What this task involves: Find every line in the records below that contains the word "dark", with case counting, and copy each such line in full.
··········
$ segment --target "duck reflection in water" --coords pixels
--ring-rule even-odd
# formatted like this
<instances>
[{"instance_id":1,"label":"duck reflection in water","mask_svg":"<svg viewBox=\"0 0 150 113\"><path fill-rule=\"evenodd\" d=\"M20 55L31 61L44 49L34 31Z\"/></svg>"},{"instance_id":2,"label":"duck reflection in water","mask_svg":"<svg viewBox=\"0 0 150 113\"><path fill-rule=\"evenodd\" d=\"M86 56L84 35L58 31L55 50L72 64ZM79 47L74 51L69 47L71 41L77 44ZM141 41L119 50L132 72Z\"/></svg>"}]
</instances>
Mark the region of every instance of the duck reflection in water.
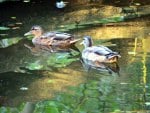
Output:
<instances>
[{"instance_id":1,"label":"duck reflection in water","mask_svg":"<svg viewBox=\"0 0 150 113\"><path fill-rule=\"evenodd\" d=\"M83 64L98 70L107 70L108 72L119 69L117 61L121 56L118 52L114 52L105 46L92 46L90 36L85 36L81 44L85 47L81 56Z\"/></svg>"},{"instance_id":2,"label":"duck reflection in water","mask_svg":"<svg viewBox=\"0 0 150 113\"><path fill-rule=\"evenodd\" d=\"M117 73L119 75L119 65L118 63L101 63L99 62L95 65L94 62L88 61L85 59L81 59L81 63L86 71L90 71L92 69L96 69L101 72L108 72L109 74Z\"/></svg>"},{"instance_id":3,"label":"duck reflection in water","mask_svg":"<svg viewBox=\"0 0 150 113\"><path fill-rule=\"evenodd\" d=\"M79 49L75 46L80 39L75 39L71 34L55 31L44 33L42 27L35 25L29 32L24 34L24 36L28 35L34 36L32 43L35 45L35 48L49 52L69 52L72 49L80 53ZM31 51L35 49L29 45L25 46Z\"/></svg>"}]
</instances>

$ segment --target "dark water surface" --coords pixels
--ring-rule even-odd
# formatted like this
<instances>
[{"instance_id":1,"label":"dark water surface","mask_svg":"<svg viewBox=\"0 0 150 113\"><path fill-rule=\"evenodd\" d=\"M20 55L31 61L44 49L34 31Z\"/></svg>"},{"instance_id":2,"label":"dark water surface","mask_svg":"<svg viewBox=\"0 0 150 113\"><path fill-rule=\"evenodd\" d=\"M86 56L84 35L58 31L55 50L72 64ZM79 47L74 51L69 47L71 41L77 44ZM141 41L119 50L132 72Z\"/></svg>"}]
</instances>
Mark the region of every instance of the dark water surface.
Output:
<instances>
[{"instance_id":1,"label":"dark water surface","mask_svg":"<svg viewBox=\"0 0 150 113\"><path fill-rule=\"evenodd\" d=\"M0 26L10 29L0 30L3 113L13 110L16 113L28 102L36 106L30 105L35 113L146 113L150 109L149 17L81 27L78 22L94 22L113 14L97 15L101 6L91 4L68 6L70 9L65 10L45 4L4 6L1 6ZM77 38L90 35L94 45L108 46L122 57L117 66L89 69L76 52L74 57L69 53L32 53L24 46L31 44L31 38L23 35L35 24L46 31L65 31ZM79 43L77 47L82 51Z\"/></svg>"}]
</instances>

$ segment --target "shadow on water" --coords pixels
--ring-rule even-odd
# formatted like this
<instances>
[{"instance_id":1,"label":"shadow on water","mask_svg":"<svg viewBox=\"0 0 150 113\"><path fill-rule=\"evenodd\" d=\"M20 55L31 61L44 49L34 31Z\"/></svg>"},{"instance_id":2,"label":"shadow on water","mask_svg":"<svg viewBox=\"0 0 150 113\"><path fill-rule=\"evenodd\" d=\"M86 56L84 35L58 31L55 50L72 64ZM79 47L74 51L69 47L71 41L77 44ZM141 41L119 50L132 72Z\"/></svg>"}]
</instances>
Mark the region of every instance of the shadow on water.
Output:
<instances>
[{"instance_id":1,"label":"shadow on water","mask_svg":"<svg viewBox=\"0 0 150 113\"><path fill-rule=\"evenodd\" d=\"M97 22L99 16L113 14L94 16L100 9L87 9L89 4L85 9L77 5L78 10L66 9L66 12L54 7L46 10L49 8L45 6L38 9L46 10L41 15L36 10L40 4L24 5L30 9L22 13L17 8L11 14L9 8L5 13L3 9L3 18L8 21L2 24L9 30L0 28L3 29L0 33L0 111L20 112L28 106L33 107L35 113L144 113L150 109L149 16L120 23L111 23L114 21L111 18L110 23L101 24L99 22L108 22L110 18ZM35 9L31 15L27 14L32 5ZM103 11L112 8L100 7ZM32 44L31 39L23 34L33 24L40 24L47 31L71 32L77 38L90 35L95 45L108 46L121 54L118 65L102 65L97 69L82 65L74 52L75 57L68 53L32 53L24 46ZM76 46L82 51L79 43Z\"/></svg>"}]
</instances>

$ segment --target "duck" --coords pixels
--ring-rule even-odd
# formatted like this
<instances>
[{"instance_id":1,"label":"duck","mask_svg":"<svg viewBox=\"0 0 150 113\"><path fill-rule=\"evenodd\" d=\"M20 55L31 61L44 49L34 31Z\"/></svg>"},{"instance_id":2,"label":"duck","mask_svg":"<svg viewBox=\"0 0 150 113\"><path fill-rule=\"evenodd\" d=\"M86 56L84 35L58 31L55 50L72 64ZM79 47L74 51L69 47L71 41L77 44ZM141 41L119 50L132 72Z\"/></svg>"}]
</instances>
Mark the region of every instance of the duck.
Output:
<instances>
[{"instance_id":1,"label":"duck","mask_svg":"<svg viewBox=\"0 0 150 113\"><path fill-rule=\"evenodd\" d=\"M44 33L44 30L41 26L34 25L31 27L29 32L24 34L24 36L28 35L34 36L32 43L41 49L44 48L51 52L56 52L59 50L70 51L70 49L73 49L77 52L80 52L75 46L80 39L75 39L74 36L69 33L56 31Z\"/></svg>"},{"instance_id":2,"label":"duck","mask_svg":"<svg viewBox=\"0 0 150 113\"><path fill-rule=\"evenodd\" d=\"M81 53L81 58L84 62L89 63L92 66L99 67L101 63L117 63L120 54L114 52L106 46L93 46L92 38L90 36L83 37L81 44L84 45L84 49Z\"/></svg>"}]
</instances>

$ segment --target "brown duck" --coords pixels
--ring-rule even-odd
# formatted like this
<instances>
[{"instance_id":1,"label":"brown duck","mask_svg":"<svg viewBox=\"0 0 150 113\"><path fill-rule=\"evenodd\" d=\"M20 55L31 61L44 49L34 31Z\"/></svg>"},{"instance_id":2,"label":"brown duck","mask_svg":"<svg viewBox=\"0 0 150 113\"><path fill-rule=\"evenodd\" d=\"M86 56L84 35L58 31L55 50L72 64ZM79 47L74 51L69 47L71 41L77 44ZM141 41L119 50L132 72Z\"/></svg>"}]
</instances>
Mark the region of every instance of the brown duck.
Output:
<instances>
[{"instance_id":1,"label":"brown duck","mask_svg":"<svg viewBox=\"0 0 150 113\"><path fill-rule=\"evenodd\" d=\"M73 49L79 51L75 46L80 39L75 39L73 35L62 32L46 32L44 33L42 27L35 25L31 30L24 34L24 36L33 35L32 43L41 49L46 49L51 52L56 51L70 51Z\"/></svg>"}]
</instances>

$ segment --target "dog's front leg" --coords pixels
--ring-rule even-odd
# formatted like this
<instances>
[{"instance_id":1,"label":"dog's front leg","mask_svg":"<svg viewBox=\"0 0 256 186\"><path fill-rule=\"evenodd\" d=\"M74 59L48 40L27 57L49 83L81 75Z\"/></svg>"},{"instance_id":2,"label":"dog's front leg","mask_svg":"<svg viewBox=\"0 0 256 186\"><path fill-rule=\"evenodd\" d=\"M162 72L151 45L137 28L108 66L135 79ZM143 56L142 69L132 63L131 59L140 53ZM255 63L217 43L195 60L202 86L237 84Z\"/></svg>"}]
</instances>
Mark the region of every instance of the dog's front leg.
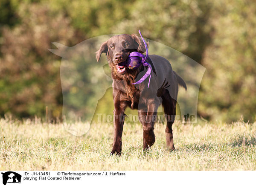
··········
Complete response:
$ segment --target "dark water surface" --coords pixels
[{"instance_id":1,"label":"dark water surface","mask_svg":"<svg viewBox=\"0 0 150 113\"><path fill-rule=\"evenodd\" d=\"M20 55L31 61L44 49L34 31Z\"/></svg>"},{"instance_id":2,"label":"dark water surface","mask_svg":"<svg viewBox=\"0 0 150 113\"><path fill-rule=\"evenodd\" d=\"M86 56L84 35L58 31L55 50L72 64ZM79 47L74 51L69 47L71 41L77 44ZM141 41L119 50L132 72Z\"/></svg>"}]
Mark the region of every instance of the dark water surface.
[{"instance_id":1,"label":"dark water surface","mask_svg":"<svg viewBox=\"0 0 150 113\"><path fill-rule=\"evenodd\" d=\"M0 26L10 29L0 30L3 113L13 110L16 113L28 102L36 106L30 105L35 113L146 113L150 109L149 17L81 27L78 22L94 22L113 14L97 15L101 6L91 4L68 6L70 9L65 10L45 4L4 6L1 6ZM77 38L90 35L94 45L108 46L122 57L117 66L89 69L76 52L74 57L69 53L32 53L24 46L31 44L31 38L23 35L35 24L46 31L65 31ZM79 43L77 47L82 51Z\"/></svg>"}]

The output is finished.